→ **Work instruction**:
Print, exactly and completely, the data that appears below.

[Dataset entries]

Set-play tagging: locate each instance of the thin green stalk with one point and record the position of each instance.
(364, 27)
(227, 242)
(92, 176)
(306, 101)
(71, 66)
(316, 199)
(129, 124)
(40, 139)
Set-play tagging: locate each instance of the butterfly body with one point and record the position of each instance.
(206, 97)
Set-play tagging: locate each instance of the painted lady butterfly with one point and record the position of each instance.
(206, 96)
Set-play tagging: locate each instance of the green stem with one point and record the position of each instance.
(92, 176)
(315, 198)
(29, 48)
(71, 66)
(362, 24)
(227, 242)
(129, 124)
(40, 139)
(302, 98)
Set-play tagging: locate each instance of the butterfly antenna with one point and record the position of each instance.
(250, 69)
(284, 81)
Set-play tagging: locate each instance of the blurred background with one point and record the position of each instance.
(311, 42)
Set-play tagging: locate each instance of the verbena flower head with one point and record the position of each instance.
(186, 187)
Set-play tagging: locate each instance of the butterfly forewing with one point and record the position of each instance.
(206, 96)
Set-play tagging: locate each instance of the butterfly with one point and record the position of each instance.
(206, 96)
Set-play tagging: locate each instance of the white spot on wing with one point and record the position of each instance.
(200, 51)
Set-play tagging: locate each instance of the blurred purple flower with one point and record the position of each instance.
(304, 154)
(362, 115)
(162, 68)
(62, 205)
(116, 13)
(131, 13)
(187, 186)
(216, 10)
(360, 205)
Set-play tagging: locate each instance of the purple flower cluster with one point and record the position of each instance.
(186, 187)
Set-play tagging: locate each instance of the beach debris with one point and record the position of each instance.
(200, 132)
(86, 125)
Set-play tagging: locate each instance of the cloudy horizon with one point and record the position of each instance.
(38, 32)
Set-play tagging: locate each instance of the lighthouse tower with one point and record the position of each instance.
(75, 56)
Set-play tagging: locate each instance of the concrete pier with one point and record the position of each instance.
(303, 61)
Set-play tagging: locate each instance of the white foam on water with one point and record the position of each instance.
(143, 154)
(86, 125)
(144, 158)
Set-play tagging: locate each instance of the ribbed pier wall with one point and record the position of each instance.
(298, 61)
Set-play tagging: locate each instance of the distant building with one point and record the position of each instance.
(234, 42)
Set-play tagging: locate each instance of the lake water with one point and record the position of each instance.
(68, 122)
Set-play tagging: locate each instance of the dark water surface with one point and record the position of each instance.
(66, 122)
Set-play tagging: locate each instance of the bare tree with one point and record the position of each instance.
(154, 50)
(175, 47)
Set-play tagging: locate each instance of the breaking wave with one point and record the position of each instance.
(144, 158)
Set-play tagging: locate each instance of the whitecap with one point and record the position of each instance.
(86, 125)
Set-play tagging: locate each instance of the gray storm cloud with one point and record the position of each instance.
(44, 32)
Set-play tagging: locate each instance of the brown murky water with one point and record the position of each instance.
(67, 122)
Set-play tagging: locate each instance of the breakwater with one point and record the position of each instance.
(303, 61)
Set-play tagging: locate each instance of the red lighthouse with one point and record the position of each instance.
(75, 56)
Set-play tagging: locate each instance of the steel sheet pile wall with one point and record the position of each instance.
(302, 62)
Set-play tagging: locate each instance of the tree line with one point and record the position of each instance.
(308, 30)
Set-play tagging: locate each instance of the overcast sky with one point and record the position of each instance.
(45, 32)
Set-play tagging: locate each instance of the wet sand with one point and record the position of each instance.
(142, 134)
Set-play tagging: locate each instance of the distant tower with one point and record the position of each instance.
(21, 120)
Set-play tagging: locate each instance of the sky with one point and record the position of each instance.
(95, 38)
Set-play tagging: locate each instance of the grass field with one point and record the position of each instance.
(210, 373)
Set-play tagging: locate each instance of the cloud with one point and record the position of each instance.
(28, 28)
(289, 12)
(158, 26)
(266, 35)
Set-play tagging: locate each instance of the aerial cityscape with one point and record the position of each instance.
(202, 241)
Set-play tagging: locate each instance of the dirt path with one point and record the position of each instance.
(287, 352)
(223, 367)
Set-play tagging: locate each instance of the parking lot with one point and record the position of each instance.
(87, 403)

→ **Task result**:
Set-play tagging: locate each instance of the thin green stalk with one point and record the position of each instance.
(364, 27)
(227, 242)
(92, 176)
(306, 101)
(71, 66)
(316, 199)
(129, 124)
(40, 139)
Set-play tagging: locate each instance of the butterfly body with one point and record the position of each instance.
(206, 97)
Set-play tagging: locate each instance of the painted lady butterfly with one point and record the position of each instance.
(206, 96)
Set-play tagging: locate each instance of the green stem with one point and record the position of each instance.
(92, 176)
(315, 198)
(29, 48)
(71, 66)
(362, 24)
(227, 242)
(129, 124)
(40, 139)
(302, 98)
Set-play tagging: locate each instance of the butterfly antenna with one point and record the position of each instance.
(250, 69)
(284, 81)
Set-play tagging: locate each instance of the blurred background with one point and record the position of each instance.
(311, 42)
Set-play tagging: locate each instance of the verbena flower head with one point and record the position of each instance.
(186, 187)
Set-play tagging: locate each instance of the butterfly forewing with one point and record the position of each instance.
(206, 96)
Set-play tagging: locate each instance of the butterfly with one point and record the position of each instance.
(206, 96)
Set-play tagging: locate each instance of the white spot on wing with one point and record the position of each instance.
(200, 51)
Set-play tagging: locate each instance of the blurred purple flower with one point and record the position of each instance.
(304, 154)
(362, 115)
(162, 68)
(62, 205)
(116, 13)
(131, 13)
(187, 186)
(216, 10)
(360, 205)
Set-play tagging: locate each instance of the purple flower cluster with one point and record the position of each instance.
(186, 187)
Set-play tagging: locate each instance of the beach debris with one point and record the position of each instance.
(200, 132)
(86, 125)
Set-play tagging: locate each instance of the cloudy horizon with one point and record the position of each instance.
(38, 32)
Set-play tagging: locate each instance of the lighthouse tower with one point and record the position of each instance.
(75, 56)
Set-play tagging: locate each instance of the concrete pier with one point and record the position of each instance.
(303, 61)
Set-play tagging: locate each instance of the white foam on water with one point and record the position of each instance.
(143, 154)
(86, 125)
(144, 158)
Set-play tagging: locate each instance of the ribbed pier wall with one point and record the position of each instance.
(298, 61)
Set-play tagging: locate each instance of the distant building with one point and record the position of each instance.
(234, 42)
Set-play tagging: locate each instance of the lake water with one point and record the position of each instance.
(68, 122)
Set-play tagging: locate each instance of the dark water surface with one point and record the position of each instance.
(66, 122)
Set-play tagging: locate each instance of the bare tree with one point and record the position of each instance.
(154, 50)
(175, 47)
Set-play tagging: locate each instance of the breaking wave with one point and record the position of each instance.
(144, 158)
Set-play tagging: locate each instance of the whitecap with one point and record the position of each instance.
(86, 125)
Set-play tagging: locate each instance of the gray storm cloud with one point and record the position of each instance.
(44, 32)
Set-play tagging: locate each instance of the brown murky water with one point and record the position of each instance.
(67, 122)
Set-play tagging: locate each instance of the breakwater with one point and record the position of each instance.
(303, 61)
Set-play tagging: locate each instance of the red lighthouse with one point and record the position of each instance.
(75, 56)
Set-play tagging: locate each instance of the steel sheet pile wall with one point and record the position of each instance.
(302, 62)
Set-play tagging: locate each instance of the tree line with one point and record the position of each instance.
(308, 30)
Set-play tagging: locate each instance of the overcast sky with one point and record the position of each instance.
(45, 32)
Set-play tagging: locate each instance of the wet sand with one point and record the position of each instance.
(142, 134)
Set-play tagging: locate each instance of the distant tower with one point and record the position of each instance.
(21, 120)
Set-play tagging: locate each instance of the sky with one point and record the position of each instance.
(95, 38)
Set-play tagging: locate each instance of the grass field with one point and record the position of each instance.
(210, 373)
Set-play tagging: locate each instance of the cloud with one point and record the position of each instance.
(28, 28)
(289, 12)
(158, 26)
(266, 35)
Set-play tagging: locate each instance of the aerial cityscape with one point and record the position of each instance.
(202, 241)
Set-play tagging: locate each instance of the dirt path with one point and record the position of each instance.
(287, 352)
(223, 367)
Set-play tagging: locate each instance of the parking lot with one point and record the position of each instance.
(87, 403)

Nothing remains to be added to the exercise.